____ Selected text
Re: [eigen] Status of building Eigen with Emscripten (running Eigen code

2016-02-10 16:23 GMT-05:00 Benoit Jacob <jacob.benoit.1@xxxxxxxxxx>:

Indeed, both the the things that you mention would be very important improvements, but I am not aware of any plan at the moment:

64bit vs. 32bit is in principle invisible to _javascript_ (since there are no pointers), but Emscripten has to pretend that it is a particular arch when compiling existing C++ code, and at the moment it only pretends to be a 32bit arch. For most code, there is little benefit in having Emscripten pretending to be a 64bit arch, but of course, for us it would be very nice as that would mean more registers.

Actually, we could get the benefits of more registers on Emscripten just by tweaking the values of EIGEN_ARCH_DEFAULT_NUMBER_OF_REGISTERS. The problem is that we wouldn't know at compile time how many registers the client machine will have. But we could compile Eigen code twice, and have the Web application choose the right version at runtime, like we do in native code when detecting e.g. AVX.
________
**Task to carry out**
Reproduce the mailing-list reply on building Eigen with Emscripten in full, word for word.
____ Dataset content
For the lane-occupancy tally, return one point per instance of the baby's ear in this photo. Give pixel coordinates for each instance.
________
**Correct answer**
Re: [eigen] Status of building Eigen with Emscripten (running Eigen code

2016-02-10 16:23 GMT-05:00 Benoit Jacob <jacob.benoit.1@xxxxxxxxxx>:

Indeed, both the the things that you mention would be very important improvements, but I am not aware of any plan at the moment:

64bit vs. 32bit is in principle invisible to _javascript_ (since there are no pointers), but Emscripten has to pretend that it is a particular arch when compiling existing C++ code, and at the moment it only pretends to be a 32bit arch. For most code, there is little benefit in having Emscripten pretending to be a 64bit arch, but of course, for us it would be very nice as that would mean more registers.

Actually, we could get the benefits of more registers on Emscripten just by tweaking the values of EIGEN_ARCH_DEFAULT_NUMBER_OF_REGISTERS. The problem is that we wouldn't know at compile time how many registers the client machine will have. But we could compile Eigen code twice, and have the Web application choose the right version at runtime, like we do in native code when detecting e.g. AVX.